▶ **Excerpted text**
--

Posted by kristyne at slip-32-103-26-83.mn.us.prserv.net on September 15, 2001 at 01:11:42:
I wish that I felt like we had a choice.
I wish that I didn't feel like it was a trap.
I wish that it all never happened.
I wish that there was an easy solution.
I wish that I knew the "right" thing to do, or the "right" way to feel.
I wish that I didn't feel helpless.
I wish that I didn't know what hate feels like.
I wish.
Last night I couldn't get to sleep. I was saying some prayers, which I'm doing much more often lately, and then I couldn't ignore the voice in my head that kept saying "It's a trap. It's a trap. It's a trap." It was really quite eerie.
I'm a big ball of contradictions and hypocrisies since Tuesday's tragedies.
Before all this I would have said that I am definitely anti-violence. I believe in negotiating and compromising when it comes to the world arena. I've been seeking and progressing with my own spiritual evolvement for the past few years. I've been quite proud of myself for how "connected" and "peaceful" and "nonjudgmental" I was feeling. I've been proactive about my personal growth . . . you get the picture.
So then the tragedy hits on Tuesday and I hardly recognize myself. First I couldn't believe it. Then I was terrified. After I found out that the loved ones that I was concerned about were ok I cried tears of relief. When those tears dried, I felt myself feeling random hate, outrage and indignation. I wanted to lash out at the world. Fuckers. How dare they? (and who are they?) Evil, pure evil, only pure evil could perpetrate something like this. Hate. Hate. Hate. And more and more tears, as I was glued to the tv watching the aftermath. I didn't care exactly who did this. I wanted to punish anyone even remotely involved. I wanted to deport foreign students from the mid-east and limit the potential terrorist pool on U.S. soil. I wanted bombs, lots of them, and I didn't care if they wiped out all of Afghanistan, Iraq and the Sudan. Only worthless animals could do something this utterly cruel and then dance with joy on the blood of innocents. I prayed that covert sniper teams exist and are already in position, without my knowledge, to assassinate not just the top terrorists but their rank and file so that we kill the the whole beast and not just cut off its head so another one can pop up later. I felt a hate like I've never felt before.
Then I realized that I was feeling the exact same ugliness that must have been in the hearts of our attackers. I cringed at myself for this. I was no better than the evil monster I wanted to see pulverized.

--

▶ **What the exercise asks**
Answer these questions about the post, numbering each answer to match its question:
1. On what date was the post made?
2. What words did the voice in the writer's head keep repeating?
3. Which countries did the writer say they would not care about bombs wiping out?
The listing that comes next isn't needed for any of this work.

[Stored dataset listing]
--

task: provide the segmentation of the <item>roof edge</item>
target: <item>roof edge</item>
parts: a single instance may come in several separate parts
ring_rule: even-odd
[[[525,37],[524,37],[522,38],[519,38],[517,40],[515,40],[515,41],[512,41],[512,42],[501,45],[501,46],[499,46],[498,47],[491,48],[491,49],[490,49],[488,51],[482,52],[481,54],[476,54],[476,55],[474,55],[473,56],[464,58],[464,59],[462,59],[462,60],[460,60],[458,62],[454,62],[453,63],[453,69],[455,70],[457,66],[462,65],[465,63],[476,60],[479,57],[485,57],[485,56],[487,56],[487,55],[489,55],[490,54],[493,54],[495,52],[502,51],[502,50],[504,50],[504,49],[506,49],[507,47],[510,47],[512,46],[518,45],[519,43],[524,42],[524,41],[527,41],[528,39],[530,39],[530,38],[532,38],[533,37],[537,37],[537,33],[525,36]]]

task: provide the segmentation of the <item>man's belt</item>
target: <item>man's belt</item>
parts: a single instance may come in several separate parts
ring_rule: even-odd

--

▶ **Solution to the problem**
1. September 15, 2001
2. "It's a trap."
3. Afghanistan, Iraq and the Sudan